Source document
▼

Economic Growth and Development

SAM16 Economic Growth and Development

Autumn 2021

  • Topics

    We examine the strategies that different countries have used to maximize their advantages - and minimize their disadvantages - in order to generate economic growth and development. We use economic tools (theoretical and empirical) to structure our analysis. 

    Much of the first part of the course focuses on strategies to maximize the value of the national stock of human capital, taking the Philippines, Iceland and Singapore as case studies. 

    The second part of the course examines economic growth in China, India and Japan, particularly looking at the timing and nature of their economic acceleration and the challenges that they face in maintaining their high performance.

    The third part of the course focuses on institutions as both consequences of economic growth, and as a source of growth performance. It considers the role of inherited institutions - as in the cases of South Africa and Saudi Arabia - and the failure of formal institutions, in the form of corruption.

    The fourth part of the course considers how we can, and perhaps should, measure economic growth, taking into consideration the environment, health and well-being, as well as GDP.

  • Learning outcome


    Upon completion of the course, students will

    • have knowledge of different metrics of economic growth (such as GDP, TFP, green GDP, Human Development Index, "Happy Planet Index") and understand their pros and cons.
    • be able to discuss the different growth strategies pursued by various developing and developed countries.
    • be able to critically evaluate the central roles of human capital, natural resources, technology, capital and institutions in generating economic growth.


    Upon completion of the course, students will

    • be able to use the empirical and theoretical tool kit of economists to frame and analyze problems that we see in the world.
    • be able to critically analyze economic research papers on economic growth and development.

    General competence

    Upon completion of the course, students will

    • be able to participate in informed discussions of key challenges in securing economic growth, such as climate change, adapting to resource constraints, improving human capital and technology.

▲

Saved data entries
▼

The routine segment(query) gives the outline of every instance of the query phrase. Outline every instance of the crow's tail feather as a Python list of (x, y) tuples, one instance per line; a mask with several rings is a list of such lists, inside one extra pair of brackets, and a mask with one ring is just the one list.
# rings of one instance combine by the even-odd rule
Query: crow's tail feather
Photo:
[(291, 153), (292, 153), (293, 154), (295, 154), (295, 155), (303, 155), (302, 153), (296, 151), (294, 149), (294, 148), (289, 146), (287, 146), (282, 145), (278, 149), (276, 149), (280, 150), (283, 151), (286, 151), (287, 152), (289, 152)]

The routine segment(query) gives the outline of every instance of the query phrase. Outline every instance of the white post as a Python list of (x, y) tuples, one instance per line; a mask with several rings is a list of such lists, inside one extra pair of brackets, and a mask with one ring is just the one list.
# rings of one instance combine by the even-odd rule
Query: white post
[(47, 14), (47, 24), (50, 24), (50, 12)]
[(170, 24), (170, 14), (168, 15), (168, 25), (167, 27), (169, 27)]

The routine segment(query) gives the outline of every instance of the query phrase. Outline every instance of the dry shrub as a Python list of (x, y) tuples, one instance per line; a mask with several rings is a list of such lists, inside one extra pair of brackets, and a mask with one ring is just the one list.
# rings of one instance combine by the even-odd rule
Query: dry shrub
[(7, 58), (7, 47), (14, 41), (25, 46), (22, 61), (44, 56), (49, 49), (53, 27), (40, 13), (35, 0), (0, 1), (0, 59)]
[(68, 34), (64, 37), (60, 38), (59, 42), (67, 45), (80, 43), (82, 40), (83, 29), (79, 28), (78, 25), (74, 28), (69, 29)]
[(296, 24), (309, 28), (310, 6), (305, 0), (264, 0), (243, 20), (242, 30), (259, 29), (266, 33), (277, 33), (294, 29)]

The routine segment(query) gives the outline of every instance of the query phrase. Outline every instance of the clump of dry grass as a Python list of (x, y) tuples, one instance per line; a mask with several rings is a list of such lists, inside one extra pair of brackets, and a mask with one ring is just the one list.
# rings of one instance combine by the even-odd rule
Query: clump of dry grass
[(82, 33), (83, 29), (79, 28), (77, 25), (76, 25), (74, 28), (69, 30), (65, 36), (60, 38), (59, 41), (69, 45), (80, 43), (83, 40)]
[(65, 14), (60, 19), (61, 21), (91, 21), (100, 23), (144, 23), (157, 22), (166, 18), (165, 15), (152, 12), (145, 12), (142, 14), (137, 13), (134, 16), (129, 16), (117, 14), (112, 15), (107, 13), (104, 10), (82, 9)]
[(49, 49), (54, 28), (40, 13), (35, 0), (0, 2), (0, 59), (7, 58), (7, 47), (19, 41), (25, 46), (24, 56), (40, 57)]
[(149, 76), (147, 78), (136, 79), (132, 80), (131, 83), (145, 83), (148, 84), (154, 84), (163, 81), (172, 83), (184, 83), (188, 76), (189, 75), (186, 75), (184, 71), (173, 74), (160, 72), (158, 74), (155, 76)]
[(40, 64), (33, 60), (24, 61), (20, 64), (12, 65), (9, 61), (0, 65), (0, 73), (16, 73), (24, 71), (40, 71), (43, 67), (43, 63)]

▲

To do
a. Name every country mentioned in the course description.
b. Carry on writing the economic growth course description from its final line.

Per-task answers
a. The Philippines, Iceland, Singapore, China, India, Japan, South Africa, Saudi Arabia

b.
  • Teaching

    The course is structured around the analysis of Harvard Business School cases, which we typically do in real time in the classroom; normally, all students are expected to fully participate in every class and this is where much of the learning occurs. Students work in small groups to prepare for each class discussion beforehand, so that they are up to speed on the topic. Each week, every group member should read (at least) one of the items on the reading list and then discuss it with the rest of the group. In this way, all - or most - of the reading materials assigned each week will be covered by every group. The group can use this discussion to prepare their responses to the accompanying assignment questions, which we discuss in class. In the current situation, it may be necessary to swap a number of classroom sessions for recorded analysis of the case by the professor. In such instances, the professor will try to facilitate a discussion either in small groups (face-to-face with professor and students) or online meetings. The number of classroom versus recorded sessions must remain flexible to accommodate requirements of students (who may or may not be able to physically attend) and the evolving disease environment - neither of which can be known with certainty until the semester is under way.

  • Required prerequisites


  • Credit reduction due to overlap

    Overlap with VOA022

  • Requirements for course approval

    Students must participate (i.e. speak) regularly in class in order to be eligible to take the exam.

  • Assessment

    The students are graded based on a 3-hour written home exam.

    All answers must be written in English.

  • Grading Scale

    Grading scale A - F

  • Computer tools


  • Literature

    First, each week's class discussion will revolve around a Harvard Business School case; the case collection should therefore be purchased by the students, using the link to the course pack on the Harvard Business School Publishing website. Second, the cases will be supplemented each week by a selection of research papers that are downloadable from the web.

    Required readings:

    The collection of Harvard Business School cases; the associated research papers.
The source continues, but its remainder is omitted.